TASK TO CARRY OUT – Please continue the forum thread about PDF processing in Pipeline Builder from the point where it stops.

PASSAGE TO READ –
[START]

PDF Processing (Document Split, Rotate document in each line) in pipeline builder

# Palantir Foundry Pipeline Builder - PDF Processing Questions

Question 1: PDF Document Splitting

I have a 300-page PDF that needs to be split into 6 separate documents (50 pages each).

Current Situation

  • I can do this in Code Repository using Python
  • I cannot find how to do this in Pipeline Builder

Example

Input: contract_document.pdf (300 pages)

Desired Output:

  • contract_part1.pdf (pages 1-50)
  • contract_part2.pdf (pages 51-100)
  • contract_part3.pdf (pages 101-150)
  • contract_part4.pdf (pages 151-200)
  • contract_part5.pdf (pages 201-250)
  • contract_part6.pdf (pages 251-300)

Question

Is there a built-in transform in Pipeline Builder to split PDFs by page ranges?


Question 2: Rotating PDF Pages Based on Row Data

I have a dataset where each row contains a PDF path and rotation degree.

Example Dataset

document_id pdf_path page_number rotation_degree
DOC001 /files/scan1.pdf 1 90
DOC001 /files/scan1.pdf 2 0
DOC001 /files/scan1.pdf 3 270
DOC002 /files/scan2.pdf 1 180

Use Case

Scanned documents are often incorrectly rotated. I need to:

  1. Read rotation degree from each row
  2. Rotate the corresponding PDF page
  3. Output corrected documents

Question

Can I rotate PDF pages dynamically based on row-level rotation values in Pipeline Builder?


Summary

I’m looking for:

  1. PDF splitting functionality in Pipeline Builder
  2. Dynamic page rotation based on metadata

I want to show our team that complex document processing can be done in Pipeline Builder without always using Code Repository.

Are these features available? Which transforms should I use?

Problem 1.
There is a partial solution, which might still push you to code repository for the time being.
If the ranges are static (seems to be your case) then you can use the “slice PDF” transform. You will however hit a problem with unions, as you will need to have multiple outputs (one for each range).

Note that if you want to split “page by page” (like not a range, but single page), there is a dedicated transform.

In code repository, an equivalent code would be:

@transform(
    media_input=MediaSetInput("/path/to/multi page"),
    media_out=MediaSetOutput("/path/to/single page pdf"),
)

[END]

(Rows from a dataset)
[START]

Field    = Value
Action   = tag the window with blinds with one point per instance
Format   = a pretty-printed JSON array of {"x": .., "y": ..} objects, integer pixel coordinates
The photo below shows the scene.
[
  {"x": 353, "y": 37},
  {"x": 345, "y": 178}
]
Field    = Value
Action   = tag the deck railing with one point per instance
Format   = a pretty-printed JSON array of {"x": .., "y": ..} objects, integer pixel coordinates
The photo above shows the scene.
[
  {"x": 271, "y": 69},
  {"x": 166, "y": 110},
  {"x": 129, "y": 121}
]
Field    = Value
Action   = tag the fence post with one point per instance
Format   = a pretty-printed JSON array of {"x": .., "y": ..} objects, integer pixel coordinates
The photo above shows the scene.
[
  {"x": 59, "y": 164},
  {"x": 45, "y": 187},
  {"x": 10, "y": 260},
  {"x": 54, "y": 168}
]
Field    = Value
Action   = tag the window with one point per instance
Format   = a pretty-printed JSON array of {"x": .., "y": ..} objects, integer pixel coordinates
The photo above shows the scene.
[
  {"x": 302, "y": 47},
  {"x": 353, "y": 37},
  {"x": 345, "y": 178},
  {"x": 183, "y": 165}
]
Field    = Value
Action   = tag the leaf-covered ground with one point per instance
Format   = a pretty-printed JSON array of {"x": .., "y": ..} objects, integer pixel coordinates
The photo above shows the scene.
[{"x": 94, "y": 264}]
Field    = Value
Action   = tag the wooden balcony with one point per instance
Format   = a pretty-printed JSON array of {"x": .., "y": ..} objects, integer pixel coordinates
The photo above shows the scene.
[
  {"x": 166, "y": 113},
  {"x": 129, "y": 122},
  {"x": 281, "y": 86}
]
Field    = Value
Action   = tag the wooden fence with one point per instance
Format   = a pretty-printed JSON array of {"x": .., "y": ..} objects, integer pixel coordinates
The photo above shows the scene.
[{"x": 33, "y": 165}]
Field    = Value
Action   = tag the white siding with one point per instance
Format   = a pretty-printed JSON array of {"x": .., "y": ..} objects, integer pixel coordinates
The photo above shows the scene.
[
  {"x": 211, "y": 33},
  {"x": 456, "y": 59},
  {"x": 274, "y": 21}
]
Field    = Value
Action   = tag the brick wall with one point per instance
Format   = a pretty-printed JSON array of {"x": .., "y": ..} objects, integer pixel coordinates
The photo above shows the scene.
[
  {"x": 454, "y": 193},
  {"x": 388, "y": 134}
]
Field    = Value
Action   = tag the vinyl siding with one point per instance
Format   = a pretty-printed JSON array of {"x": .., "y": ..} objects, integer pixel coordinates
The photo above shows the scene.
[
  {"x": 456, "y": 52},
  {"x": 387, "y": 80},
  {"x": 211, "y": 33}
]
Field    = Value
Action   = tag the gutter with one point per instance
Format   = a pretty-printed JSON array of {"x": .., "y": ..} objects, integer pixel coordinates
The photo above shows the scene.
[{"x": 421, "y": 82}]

[END]

THE OUTPUT –
def compute(ctx, media_input: MediaSetInput, media_out: MediaSetOutput):
    def split_pdf(media_item_rid):
        metadata = media_input.get_media_item_metadata(media_item_rid)
        pages = metadata.document.pages
        if pages is None:
            return ""

        for page in range(pages):
            response = media_input.transform_media_item(media_item_rid, str(page), {
                "type": "documentToDocument",
                "documentToDocument": {
                "encoding": {
                    "type": "pdf",
                    "pdf": {}
                },
                "operation": {
                    "type": "slicePdfRange",
                    "slicePdfRange": {
                    "startPageInclusive": page, # zero indexed
                    "endPageExclusive": page + 1 
                    }
                }
                }
            }
            )
            media_out.put_media_item(response, str(page))

    split_pdf("ri.mio.main.media-item.1234567...TOCHANGE")

This code can be adapted for your case of page ranges.

Problem 2.

I don’t think there is an option to rotate PDFs as of today. However, you can rotate pictures. So you can convert the PDF to pictures and then rotate.

More broadly about rotation: depending of your use-case, this might not even be necessary. For example, running a layout model on a document is executed post-rotation already.

1 Like

Thank you for your reply.

Hope this feature effective soon.